**Activity**: Write the lines below out exactly, dropping each picture.

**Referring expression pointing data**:

======

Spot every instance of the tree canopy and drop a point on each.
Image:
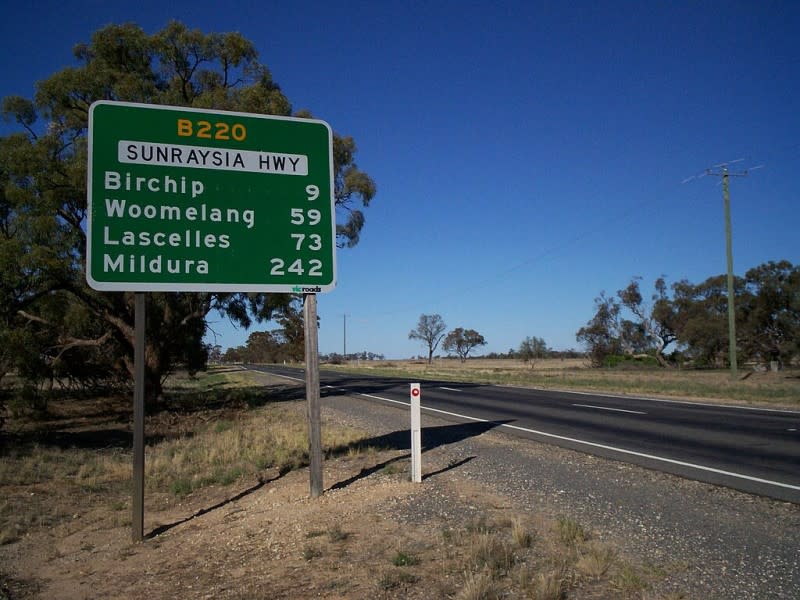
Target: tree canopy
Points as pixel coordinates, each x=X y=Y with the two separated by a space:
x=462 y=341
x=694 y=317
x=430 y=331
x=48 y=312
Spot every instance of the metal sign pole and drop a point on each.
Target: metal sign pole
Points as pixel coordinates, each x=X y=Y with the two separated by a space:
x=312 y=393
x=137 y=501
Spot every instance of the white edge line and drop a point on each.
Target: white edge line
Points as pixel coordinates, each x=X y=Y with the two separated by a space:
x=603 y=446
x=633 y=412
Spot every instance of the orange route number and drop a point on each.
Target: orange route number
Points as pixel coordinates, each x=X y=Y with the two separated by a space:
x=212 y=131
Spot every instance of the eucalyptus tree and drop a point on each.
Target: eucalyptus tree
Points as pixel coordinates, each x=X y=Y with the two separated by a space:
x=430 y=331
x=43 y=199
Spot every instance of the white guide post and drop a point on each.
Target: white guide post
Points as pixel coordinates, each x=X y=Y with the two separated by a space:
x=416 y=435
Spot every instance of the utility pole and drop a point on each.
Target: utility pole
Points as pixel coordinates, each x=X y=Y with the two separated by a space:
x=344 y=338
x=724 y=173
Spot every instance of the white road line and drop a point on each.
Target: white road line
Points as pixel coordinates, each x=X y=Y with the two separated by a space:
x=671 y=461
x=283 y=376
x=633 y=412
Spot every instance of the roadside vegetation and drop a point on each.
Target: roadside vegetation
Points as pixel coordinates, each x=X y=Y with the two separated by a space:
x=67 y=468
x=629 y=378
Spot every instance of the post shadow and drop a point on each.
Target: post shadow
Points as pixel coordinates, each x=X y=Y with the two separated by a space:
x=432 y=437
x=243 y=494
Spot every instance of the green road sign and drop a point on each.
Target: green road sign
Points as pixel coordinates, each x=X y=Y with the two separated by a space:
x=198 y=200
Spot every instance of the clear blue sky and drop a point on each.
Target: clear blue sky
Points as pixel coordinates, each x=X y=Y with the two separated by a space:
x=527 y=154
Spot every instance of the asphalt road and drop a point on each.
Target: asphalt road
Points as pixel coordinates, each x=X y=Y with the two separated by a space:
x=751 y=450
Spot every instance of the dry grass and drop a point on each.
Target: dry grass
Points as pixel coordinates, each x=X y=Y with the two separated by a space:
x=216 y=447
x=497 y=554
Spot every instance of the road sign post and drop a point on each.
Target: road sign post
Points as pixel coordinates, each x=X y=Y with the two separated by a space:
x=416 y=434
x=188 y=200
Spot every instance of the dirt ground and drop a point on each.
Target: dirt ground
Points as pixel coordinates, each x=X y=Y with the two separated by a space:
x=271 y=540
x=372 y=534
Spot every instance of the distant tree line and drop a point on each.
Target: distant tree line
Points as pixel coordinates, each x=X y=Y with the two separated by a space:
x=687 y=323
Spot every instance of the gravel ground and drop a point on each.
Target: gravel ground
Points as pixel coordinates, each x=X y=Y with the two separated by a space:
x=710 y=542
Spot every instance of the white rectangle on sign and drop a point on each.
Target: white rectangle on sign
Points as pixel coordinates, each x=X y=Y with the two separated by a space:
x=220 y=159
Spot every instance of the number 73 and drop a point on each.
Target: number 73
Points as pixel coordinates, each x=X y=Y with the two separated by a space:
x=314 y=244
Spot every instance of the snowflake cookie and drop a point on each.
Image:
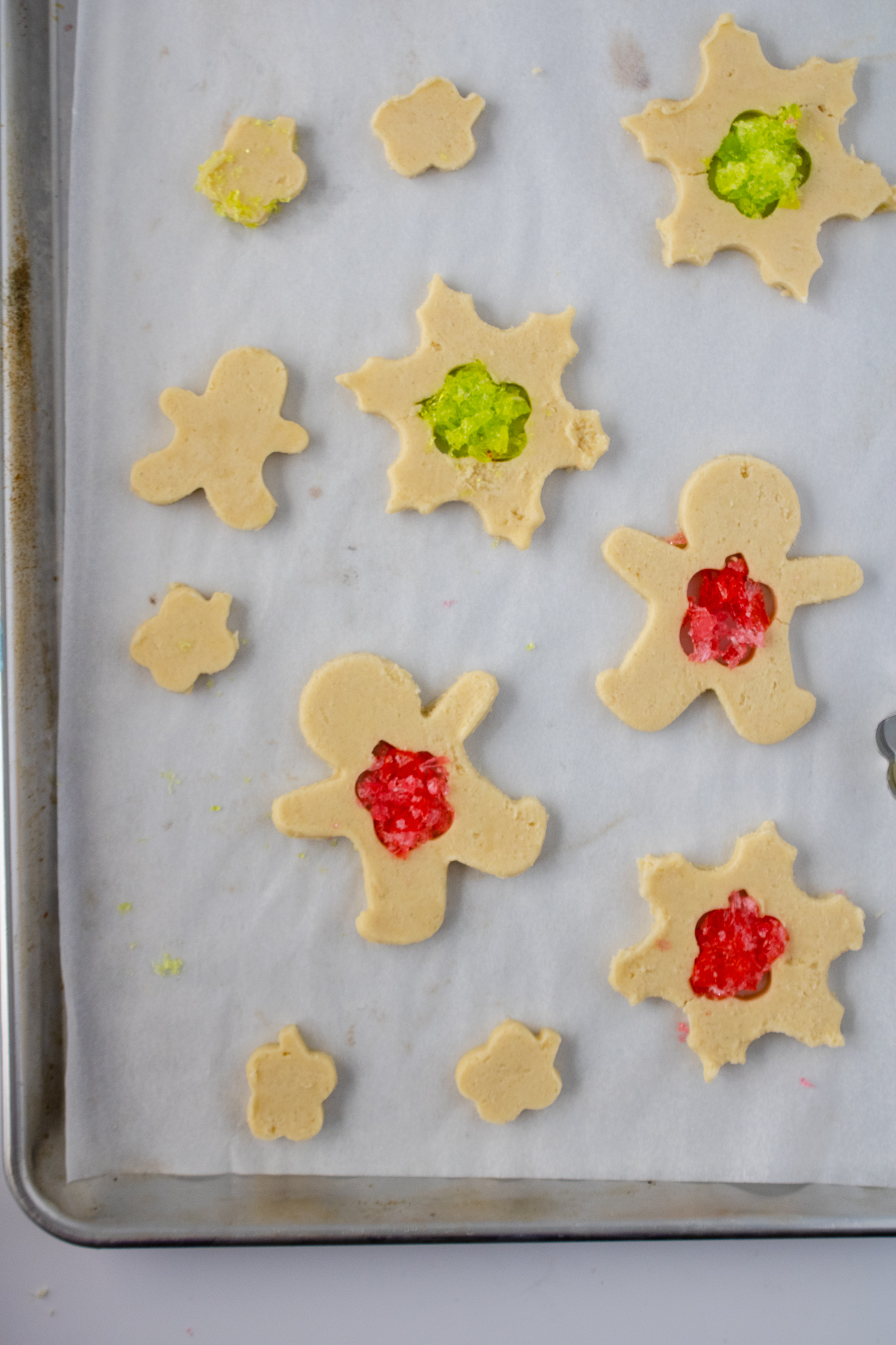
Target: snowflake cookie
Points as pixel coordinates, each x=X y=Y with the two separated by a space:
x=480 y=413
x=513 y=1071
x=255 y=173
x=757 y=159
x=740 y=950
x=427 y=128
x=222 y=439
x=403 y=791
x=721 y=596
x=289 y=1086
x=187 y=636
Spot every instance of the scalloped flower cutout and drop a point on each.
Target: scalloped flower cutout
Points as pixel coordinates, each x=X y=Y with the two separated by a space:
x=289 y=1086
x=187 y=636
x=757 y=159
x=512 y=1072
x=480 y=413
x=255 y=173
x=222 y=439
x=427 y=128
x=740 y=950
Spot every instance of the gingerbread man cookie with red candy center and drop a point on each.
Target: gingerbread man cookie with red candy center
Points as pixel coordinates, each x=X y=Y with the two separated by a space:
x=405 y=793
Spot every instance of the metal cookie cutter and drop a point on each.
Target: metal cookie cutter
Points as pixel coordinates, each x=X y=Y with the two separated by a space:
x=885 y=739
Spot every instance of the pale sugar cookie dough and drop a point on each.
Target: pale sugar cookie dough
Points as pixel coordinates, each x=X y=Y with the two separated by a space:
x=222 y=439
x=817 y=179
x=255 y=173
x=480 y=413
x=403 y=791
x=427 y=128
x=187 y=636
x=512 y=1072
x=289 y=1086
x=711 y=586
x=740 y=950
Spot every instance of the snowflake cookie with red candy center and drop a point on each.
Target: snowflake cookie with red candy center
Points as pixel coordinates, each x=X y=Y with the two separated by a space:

======

**Answer**:
Spot every instance of the tree canopy and drop a point on each.
Image:
Target: tree canopy
Points as pixel coordinates, each x=X y=Y with the two separated by a space:
x=462 y=341
x=694 y=317
x=430 y=331
x=48 y=312
Spot every instance of the metal sign pole and drop a point on each.
Target: metal sign pole
Points as pixel coordinates, each x=X y=Y with the two separated by a space:
x=312 y=393
x=137 y=501
Spot every instance of the white edge line and drop a point on each.
Target: white edge line
Points as pixel coordinates, each x=X y=Y with the two separated by a space:
x=603 y=446
x=633 y=412
Spot every instance of the orange route number and drop a point on each.
Target: orange route number
Points as pixel coordinates, each x=X y=Y with the two separated by a space:
x=212 y=131
Spot every instance of the eucalyptus tree and drop a point on each.
Target: eucalyptus tree
Points as pixel coordinates, each x=X y=Y with the two separated by a space:
x=430 y=331
x=43 y=199
Spot every instance of the white guide post and drop a point on each.
Target: white guide post
Points as pixel coordinates, each x=X y=Y with the two separated by a space:
x=416 y=435
Spot every instance of the utility pole and drop a point on each.
Target: utility pole
Points as pixel coordinates, each x=X y=Y with the two separated by a space:
x=344 y=338
x=724 y=173
Spot every instance of the white road line and drop a point on each.
Target: white road line
Points as pixel coordinates, each x=X y=Y with the two separated by a space:
x=671 y=461
x=283 y=376
x=633 y=412
Spot every instance of the roadside vegetation and drop a point on each.
Target: roadside vegetation
Points as pixel coordinates, each x=X y=Y with the two separated by a space:
x=67 y=468
x=629 y=378
Spot every instance of the post shadow and drop a point on each.
Target: post shadow
Points as pixel coordinates, each x=X y=Y with the two separated by a space:
x=432 y=437
x=243 y=494
Spot every instance of the green road sign and drop a point on each.
Target: green road sign
Points as pixel coordinates, each x=X y=Y with the two separated by a space:
x=198 y=200
Spot every instance of the clear blue sky and drop a point on each.
Target: clear blue sky
Points as pixel coordinates, each x=X y=Y with the two separated by a space:
x=527 y=154
Spot every instance of the asphalt road and drop a point on each.
Target: asphalt road
Points as pixel coordinates, each x=X y=Y with the two separated by a space:
x=751 y=450
Spot every instance of the dry grass and drop a point on each.
Target: dry grass
Points as pixel coordinates, each x=X y=Y with the two separated by a space:
x=216 y=447
x=497 y=554
Spot every instance of the road sign post and drop a point on each.
Target: road sign post
Points as pixel coordinates, each x=X y=Y with the two separated by a space:
x=416 y=434
x=188 y=200
Spot every instance of the dirt ground and drop a point on each.
Target: dirt ground
Points as pixel coordinates, each x=X y=Y with the two separated by a space:
x=271 y=540
x=372 y=534
Spot every instance of the distant tree line and drop a point on each.
Target: distant tree line
Points as pixel coordinates, each x=X y=Y with the two separated by a space:
x=687 y=323
Spot every instance of the gravel ground and drop a point on each.
Target: gravel ground
Points as pixel coordinates, each x=X y=Y with the two separated by a space:
x=710 y=542
Spot every instance of the white rectangle on sign and drop a point on each.
Target: white rectangle on sign
Points as pixel coordinates, each x=X y=Y with the two separated by a space:
x=220 y=159
Spot every instance of the number 73 and drop a point on each.
Target: number 73
Points as pixel coordinates, each x=X y=Y with the two separated by a space:
x=314 y=244
Spot every instance of the snowflake cookie and drop a point on each.
Image:
Target: snowflake cookie
Points as pixel coordinates, each x=X y=Y with the two separated by a space:
x=480 y=413
x=513 y=1071
x=255 y=173
x=757 y=159
x=740 y=950
x=427 y=128
x=222 y=439
x=403 y=791
x=721 y=596
x=289 y=1086
x=187 y=636
Spot every instance of the scalloped flower cutout and drop a point on each.
Target: scalloped flower cutout
Points as pixel coordinates, each x=X y=Y with the two separated by a space:
x=289 y=1086
x=187 y=636
x=757 y=159
x=512 y=1072
x=480 y=413
x=255 y=173
x=222 y=439
x=427 y=128
x=740 y=950
Spot every instance of the gingerbread man cookie with red candy center and drop a point on each.
Target: gingerbread man cookie with red candy center
Points as pixel coordinates, each x=X y=Y with the two separated by a space:
x=405 y=793
Spot every instance of the metal cookie cutter and drop a point on each.
Target: metal cookie cutter
Points as pixel coordinates, each x=X y=Y with the two separated by a space:
x=885 y=739
Spot every instance of the pale sugar cookie dough and drop a point on each.
Target: pale sugar cookie dough
Points as pixel coordinates, each x=X y=Y with the two separated by a space:
x=222 y=439
x=817 y=179
x=255 y=173
x=480 y=413
x=403 y=791
x=427 y=128
x=187 y=636
x=512 y=1072
x=289 y=1086
x=711 y=586
x=740 y=950
Spot every instance of the snowflake cookie with red candy center and drop a point on each.
Target: snowflake cookie with red candy center
Points as pixel coordinates, each x=X y=Y with the two separated by a space:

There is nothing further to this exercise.